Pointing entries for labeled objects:
-=-=-=-=-
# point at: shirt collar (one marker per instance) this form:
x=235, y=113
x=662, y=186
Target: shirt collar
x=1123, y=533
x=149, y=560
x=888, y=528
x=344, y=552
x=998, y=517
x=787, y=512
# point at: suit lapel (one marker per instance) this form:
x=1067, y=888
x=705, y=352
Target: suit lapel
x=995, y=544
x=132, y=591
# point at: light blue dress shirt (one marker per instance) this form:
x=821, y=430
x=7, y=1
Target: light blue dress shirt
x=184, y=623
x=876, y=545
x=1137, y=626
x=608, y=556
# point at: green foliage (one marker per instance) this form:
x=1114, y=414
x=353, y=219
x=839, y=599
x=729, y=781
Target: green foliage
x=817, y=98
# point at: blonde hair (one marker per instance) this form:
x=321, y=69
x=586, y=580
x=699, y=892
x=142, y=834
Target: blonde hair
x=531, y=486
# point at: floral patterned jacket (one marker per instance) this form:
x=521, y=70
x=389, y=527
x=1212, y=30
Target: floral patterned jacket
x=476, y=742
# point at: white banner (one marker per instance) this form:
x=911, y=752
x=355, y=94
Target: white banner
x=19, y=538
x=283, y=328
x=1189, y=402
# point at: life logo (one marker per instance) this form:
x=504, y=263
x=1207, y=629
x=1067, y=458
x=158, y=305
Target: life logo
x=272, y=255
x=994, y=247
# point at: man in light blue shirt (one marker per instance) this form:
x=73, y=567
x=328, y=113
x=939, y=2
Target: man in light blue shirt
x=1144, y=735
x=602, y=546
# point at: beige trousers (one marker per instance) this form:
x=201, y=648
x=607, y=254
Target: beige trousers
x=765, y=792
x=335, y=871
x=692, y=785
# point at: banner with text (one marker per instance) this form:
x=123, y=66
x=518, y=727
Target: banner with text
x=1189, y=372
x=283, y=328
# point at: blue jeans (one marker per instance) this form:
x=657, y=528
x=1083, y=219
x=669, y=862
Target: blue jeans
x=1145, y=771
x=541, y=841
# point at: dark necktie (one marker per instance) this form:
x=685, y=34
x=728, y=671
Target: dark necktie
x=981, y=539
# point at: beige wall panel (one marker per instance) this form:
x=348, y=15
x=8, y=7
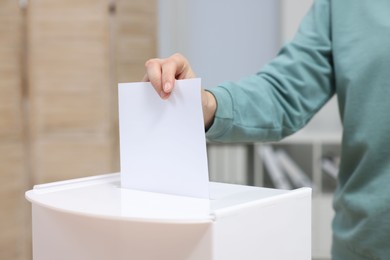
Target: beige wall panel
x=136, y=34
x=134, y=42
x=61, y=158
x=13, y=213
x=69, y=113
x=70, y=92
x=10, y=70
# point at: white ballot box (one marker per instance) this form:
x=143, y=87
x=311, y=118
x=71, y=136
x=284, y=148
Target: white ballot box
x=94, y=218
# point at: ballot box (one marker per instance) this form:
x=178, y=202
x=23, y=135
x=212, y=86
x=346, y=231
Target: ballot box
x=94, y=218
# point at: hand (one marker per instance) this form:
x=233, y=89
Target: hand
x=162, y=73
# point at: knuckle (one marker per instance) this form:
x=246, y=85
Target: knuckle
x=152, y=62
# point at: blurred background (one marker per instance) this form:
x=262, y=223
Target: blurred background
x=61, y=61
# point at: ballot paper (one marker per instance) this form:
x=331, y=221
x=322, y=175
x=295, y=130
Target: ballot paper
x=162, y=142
-=-=-=-=-
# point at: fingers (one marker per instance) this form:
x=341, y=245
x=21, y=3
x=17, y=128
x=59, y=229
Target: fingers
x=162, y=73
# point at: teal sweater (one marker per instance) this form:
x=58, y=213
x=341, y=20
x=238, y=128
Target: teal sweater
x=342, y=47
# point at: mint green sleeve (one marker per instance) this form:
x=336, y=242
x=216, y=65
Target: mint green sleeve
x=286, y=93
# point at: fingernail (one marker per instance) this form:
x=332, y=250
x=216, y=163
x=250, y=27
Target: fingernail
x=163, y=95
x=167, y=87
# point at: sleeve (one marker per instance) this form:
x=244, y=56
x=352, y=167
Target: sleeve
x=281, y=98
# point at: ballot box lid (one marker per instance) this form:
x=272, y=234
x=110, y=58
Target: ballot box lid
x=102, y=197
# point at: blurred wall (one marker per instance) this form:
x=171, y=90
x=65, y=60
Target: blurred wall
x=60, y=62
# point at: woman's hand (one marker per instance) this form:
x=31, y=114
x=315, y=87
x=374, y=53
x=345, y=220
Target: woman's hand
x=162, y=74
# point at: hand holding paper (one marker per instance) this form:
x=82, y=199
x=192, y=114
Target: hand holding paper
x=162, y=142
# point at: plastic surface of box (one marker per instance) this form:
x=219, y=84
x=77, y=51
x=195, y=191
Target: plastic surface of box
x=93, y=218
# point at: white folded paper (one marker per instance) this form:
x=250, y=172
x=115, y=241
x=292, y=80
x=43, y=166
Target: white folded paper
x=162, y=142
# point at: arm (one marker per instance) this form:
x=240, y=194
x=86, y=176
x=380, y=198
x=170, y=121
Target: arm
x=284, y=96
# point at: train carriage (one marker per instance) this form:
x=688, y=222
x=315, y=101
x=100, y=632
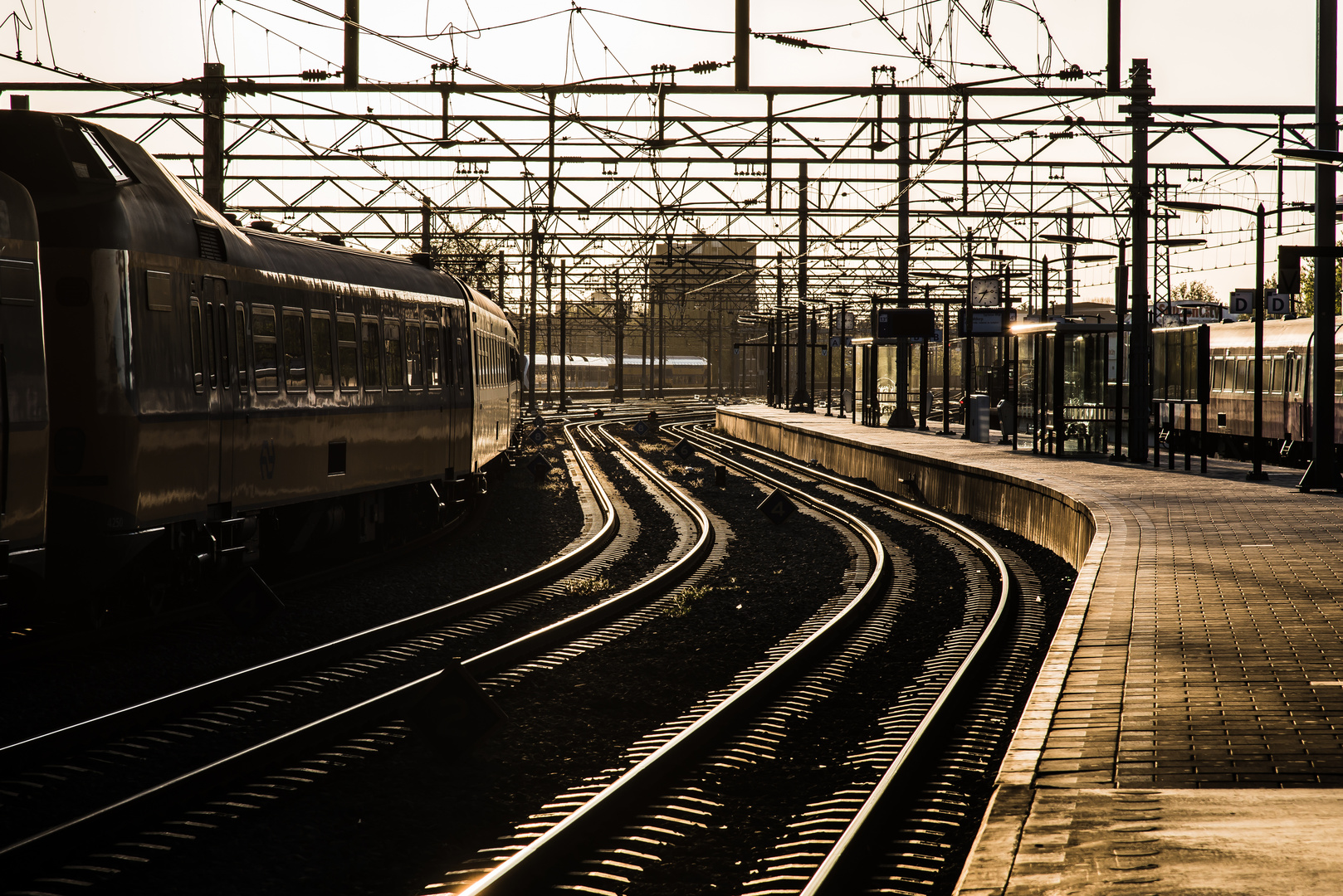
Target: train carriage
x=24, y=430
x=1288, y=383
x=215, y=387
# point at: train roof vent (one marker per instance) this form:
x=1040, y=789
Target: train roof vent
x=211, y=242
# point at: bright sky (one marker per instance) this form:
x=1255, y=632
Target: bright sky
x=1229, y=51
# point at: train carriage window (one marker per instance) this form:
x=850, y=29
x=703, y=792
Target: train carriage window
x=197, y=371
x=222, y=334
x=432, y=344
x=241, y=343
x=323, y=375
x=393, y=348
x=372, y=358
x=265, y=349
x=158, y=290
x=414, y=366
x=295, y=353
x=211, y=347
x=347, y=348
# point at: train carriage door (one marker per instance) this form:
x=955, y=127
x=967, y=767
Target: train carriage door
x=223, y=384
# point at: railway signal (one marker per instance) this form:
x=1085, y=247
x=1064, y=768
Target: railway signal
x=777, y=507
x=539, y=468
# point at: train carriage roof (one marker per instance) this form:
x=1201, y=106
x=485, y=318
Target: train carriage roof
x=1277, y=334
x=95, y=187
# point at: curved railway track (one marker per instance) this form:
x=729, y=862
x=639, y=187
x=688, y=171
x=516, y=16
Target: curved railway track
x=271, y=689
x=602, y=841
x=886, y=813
-=-=-=-=-
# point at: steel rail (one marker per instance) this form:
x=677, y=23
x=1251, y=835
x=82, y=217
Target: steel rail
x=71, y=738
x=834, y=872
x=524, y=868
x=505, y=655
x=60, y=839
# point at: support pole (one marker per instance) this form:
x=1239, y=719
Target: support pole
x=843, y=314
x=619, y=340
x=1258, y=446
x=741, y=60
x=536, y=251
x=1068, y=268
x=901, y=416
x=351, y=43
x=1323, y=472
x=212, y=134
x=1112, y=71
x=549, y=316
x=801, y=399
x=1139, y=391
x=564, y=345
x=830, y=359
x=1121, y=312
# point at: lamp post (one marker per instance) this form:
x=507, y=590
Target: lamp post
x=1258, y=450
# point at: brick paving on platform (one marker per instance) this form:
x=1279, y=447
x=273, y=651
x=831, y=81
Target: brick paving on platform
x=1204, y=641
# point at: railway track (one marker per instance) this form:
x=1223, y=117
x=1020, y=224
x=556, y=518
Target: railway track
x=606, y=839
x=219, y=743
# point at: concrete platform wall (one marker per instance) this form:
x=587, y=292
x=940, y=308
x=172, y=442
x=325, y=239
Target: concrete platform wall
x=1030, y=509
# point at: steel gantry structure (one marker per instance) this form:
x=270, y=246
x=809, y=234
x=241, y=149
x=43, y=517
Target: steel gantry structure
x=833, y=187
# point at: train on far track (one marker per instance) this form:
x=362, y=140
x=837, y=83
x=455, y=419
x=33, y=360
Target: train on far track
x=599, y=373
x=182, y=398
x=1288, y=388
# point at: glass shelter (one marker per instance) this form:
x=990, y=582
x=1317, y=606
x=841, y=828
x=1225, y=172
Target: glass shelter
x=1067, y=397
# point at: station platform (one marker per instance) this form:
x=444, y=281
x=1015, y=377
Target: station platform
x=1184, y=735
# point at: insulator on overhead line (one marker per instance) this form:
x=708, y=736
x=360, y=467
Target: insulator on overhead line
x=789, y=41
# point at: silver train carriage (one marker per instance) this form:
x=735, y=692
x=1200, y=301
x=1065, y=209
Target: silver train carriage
-=-=-=-=-
- **SHORT EXERCISE**: Return the lines unchanged, starting from the line that contains "# point at: support" up to and including the line that contains "x=833, y=187".

- **TASK RESPONSE**:
# point at: support pole (one marker per instance) this form:
x=1239, y=719
Target: support pole
x=843, y=314
x=619, y=340
x=1258, y=446
x=741, y=60
x=536, y=251
x=1068, y=268
x=901, y=416
x=351, y=43
x=1323, y=472
x=212, y=134
x=1112, y=71
x=549, y=316
x=801, y=399
x=1139, y=391
x=564, y=345
x=830, y=359
x=1121, y=312
# point at: lamp post (one marker per instance) this form:
x=507, y=590
Target: lamp post
x=1258, y=450
# point at: brick paving on platform (one marker per instance) this form:
x=1279, y=447
x=273, y=651
x=831, y=81
Target: brick paving on platform
x=1204, y=641
# point at: railway track (one marker per instance) this form:
x=1223, y=117
x=1020, y=224
x=556, y=518
Target: railway track
x=606, y=839
x=219, y=743
# point at: concrete platform wall (one marker per instance) this form:
x=587, y=292
x=940, y=308
x=172, y=442
x=325, y=239
Target: concrete platform wall
x=1030, y=509
# point at: steel gantry structure (one marker per instance) this form:
x=270, y=246
x=809, y=234
x=241, y=149
x=43, y=517
Target: steel gantry structure
x=833, y=187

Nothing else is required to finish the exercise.